*Job*: Convert the following lines into a JSON list of strings with one string per line, leaving out any blank lines.

** Start Records shown **

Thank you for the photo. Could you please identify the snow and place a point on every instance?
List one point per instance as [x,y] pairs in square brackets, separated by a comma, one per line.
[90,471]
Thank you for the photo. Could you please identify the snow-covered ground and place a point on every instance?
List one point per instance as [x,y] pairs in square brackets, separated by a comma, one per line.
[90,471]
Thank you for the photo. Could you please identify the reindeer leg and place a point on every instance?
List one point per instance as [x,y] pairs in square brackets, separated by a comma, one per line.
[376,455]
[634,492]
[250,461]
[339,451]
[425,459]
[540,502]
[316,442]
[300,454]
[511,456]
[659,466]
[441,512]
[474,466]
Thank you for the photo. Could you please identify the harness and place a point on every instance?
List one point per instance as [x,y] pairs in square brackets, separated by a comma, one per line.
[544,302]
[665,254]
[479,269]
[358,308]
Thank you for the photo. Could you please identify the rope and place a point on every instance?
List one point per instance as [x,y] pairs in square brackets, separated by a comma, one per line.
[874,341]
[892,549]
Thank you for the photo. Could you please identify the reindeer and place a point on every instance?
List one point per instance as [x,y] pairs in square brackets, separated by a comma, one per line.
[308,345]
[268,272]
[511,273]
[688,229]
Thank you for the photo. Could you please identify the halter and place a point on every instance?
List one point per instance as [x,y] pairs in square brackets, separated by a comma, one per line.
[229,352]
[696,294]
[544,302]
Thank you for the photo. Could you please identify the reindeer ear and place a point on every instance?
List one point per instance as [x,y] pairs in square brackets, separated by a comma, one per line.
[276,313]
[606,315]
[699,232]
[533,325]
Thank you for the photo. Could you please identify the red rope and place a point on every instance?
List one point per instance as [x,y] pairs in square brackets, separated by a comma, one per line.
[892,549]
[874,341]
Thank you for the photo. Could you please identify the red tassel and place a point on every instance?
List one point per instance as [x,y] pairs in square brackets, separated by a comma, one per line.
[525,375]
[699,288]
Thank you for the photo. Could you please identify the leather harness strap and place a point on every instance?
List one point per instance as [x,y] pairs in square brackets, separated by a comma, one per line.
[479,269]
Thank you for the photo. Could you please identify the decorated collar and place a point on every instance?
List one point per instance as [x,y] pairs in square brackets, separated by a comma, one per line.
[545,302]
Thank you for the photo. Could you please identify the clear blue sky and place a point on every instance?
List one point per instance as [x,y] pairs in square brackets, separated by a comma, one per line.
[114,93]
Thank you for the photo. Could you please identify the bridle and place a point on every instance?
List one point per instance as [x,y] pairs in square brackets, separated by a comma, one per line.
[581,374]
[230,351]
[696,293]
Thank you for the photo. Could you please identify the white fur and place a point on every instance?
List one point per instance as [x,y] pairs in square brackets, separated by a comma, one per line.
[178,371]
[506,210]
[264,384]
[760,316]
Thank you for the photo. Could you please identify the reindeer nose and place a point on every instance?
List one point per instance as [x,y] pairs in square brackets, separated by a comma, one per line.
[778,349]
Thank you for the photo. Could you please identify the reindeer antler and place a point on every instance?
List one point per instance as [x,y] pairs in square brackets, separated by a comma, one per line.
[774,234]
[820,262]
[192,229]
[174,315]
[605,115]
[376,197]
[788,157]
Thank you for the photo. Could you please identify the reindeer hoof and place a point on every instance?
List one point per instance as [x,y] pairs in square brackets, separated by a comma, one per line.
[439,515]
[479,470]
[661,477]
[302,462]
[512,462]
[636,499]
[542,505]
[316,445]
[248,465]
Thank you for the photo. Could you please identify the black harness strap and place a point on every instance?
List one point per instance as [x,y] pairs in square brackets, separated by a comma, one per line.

** End Records shown **

*Solution for this task*:
[
  "Thank you for the photo. Could you please identify the snow and place a point on every instance?",
  "List one point per instance as [x,y] pairs in square brackets, separated by a comma, one per line.",
  "[90,471]",
  "Thank you for the photo. Could you please identify the snow-covered ground and place a point on every instance?",
  "List one point per instance as [x,y] pairs in square brackets, separated by a comma, one per line.",
  "[90,471]",
  "Thank you for the photo. Could you please identify the reindeer leg and place a point on every instance?",
  "List one point per instance as [x,y] pairs in square brackets, separated by a comma, one per line.",
  "[376,455]",
  "[634,492]",
  "[250,461]",
  "[339,451]",
  "[425,459]",
  "[540,502]",
  "[316,442]",
  "[300,454]",
  "[511,456]",
  "[659,466]",
  "[441,512]",
  "[474,466]",
  "Thank you for the photo. Could you please identify the harness and place a point on every instance?",
  "List one point per instance as [x,y] pairs in square brackets, separated by a comma, one per line.",
  "[544,302]",
  "[665,254]",
  "[479,269]",
  "[358,308]",
  "Thank you for the photo. Could you please identify the rope and place a point on every instance?",
  "List one point per instance as [x,y] pairs in square brackets, separated by a comma, one per line.",
  "[874,341]",
  "[892,549]",
  "Thank you for the photo. Could you please identify the reindeer and place a point on every instance?",
  "List one point per instance as [x,y] pairs in square brackets, separated by a comma, one per line.",
  "[308,345]",
  "[268,272]",
  "[511,273]",
  "[688,229]",
  "Thank you for the photo. Could you please identify the halter and place a point on every instance?",
  "List one point per instance as [x,y] pairs in square brackets, separated by a comma, one per line.",
  "[229,352]",
  "[696,294]",
  "[544,302]",
  "Thank you for the photo. Could you please identify the reindeer ear and place a point on every instance?",
  "List one point per instance as [x,y] pairs in square brackets, separated by a comma, one per line.",
  "[276,313]",
  "[606,315]",
  "[699,232]",
  "[533,325]",
  "Thank you for the photo. Could you please identify the red rope and place a point on every instance?",
  "List one point per instance as [x,y] pairs in square brackets, separated by a comma, one per line.",
  "[892,549]",
  "[874,341]",
  "Thank you for the photo. Could you please identify the red tassel and place a point on every instance?",
  "List one point per instance as [x,y] pairs in square brackets, separated by a comma, one per line.",
  "[525,375]",
  "[699,288]",
  "Thank you for the photo. Could you please identify the leather harness strap and place a point on every instance?",
  "List one point per instance as [x,y] pairs in square brackets, separated by a comma, one per line.",
  "[479,269]",
  "Thank you for the photo. Could you please identify the decorated collar and place a point on every instance?",
  "List one point per instance as [x,y] pairs in square brackets, separated by a comma, one per line.",
  "[545,302]",
  "Thank you for the photo. Could you please identify the clear blue sky and place a point on every instance?",
  "List one point per instance as [x,y] pairs in square brackets, separated by a comma, one per line.",
  "[114,93]",
  "Thank you for the photo. Could you please identify the bridle and place a point on every instance?",
  "List one point per instance as [x,y] pairs in square brackets, separated by a comma, one per line.",
  "[581,374]",
  "[230,351]",
  "[696,293]",
  "Thank you for the photo. Could you please identify the white fur and place a point on every instance?",
  "List one point per instance as [x,y] pairs in square brackets, separated by a comma, one per line.",
  "[178,371]",
  "[506,210]",
  "[264,384]",
  "[760,316]",
  "Thank you for the photo. Could you please identify the reindeer nose and place a point on every instance?",
  "List one point per instance as [x,y] pairs in square brackets, separated by a comma, one per line.",
  "[778,349]",
  "Thank you for the photo. Could you please identify the reindeer antler and place a point on every instance?",
  "List one point per instance as [x,y] pairs in square brackets, separated by a comma, one per line.",
  "[774,234]",
  "[820,262]",
  "[192,229]",
  "[174,315]",
  "[605,115]",
  "[376,197]",
  "[788,157]",
  "Thank you for the photo. Could you please identify the reindeer hoof and place a point on every instance?",
  "List one point per instance as [x,y] pairs in square brackets, separated by a comma, one per line.",
  "[439,515]",
  "[479,470]",
  "[661,477]",
  "[302,462]",
  "[512,462]",
  "[636,499]",
  "[542,505]",
  "[316,445]",
  "[248,465]",
  "Thank you for the photo. Could you please identify the black harness strap and place a point on every instance?",
  "List one point per instance as [x,y] pairs in square brackets, separated by a comma, one per line."
]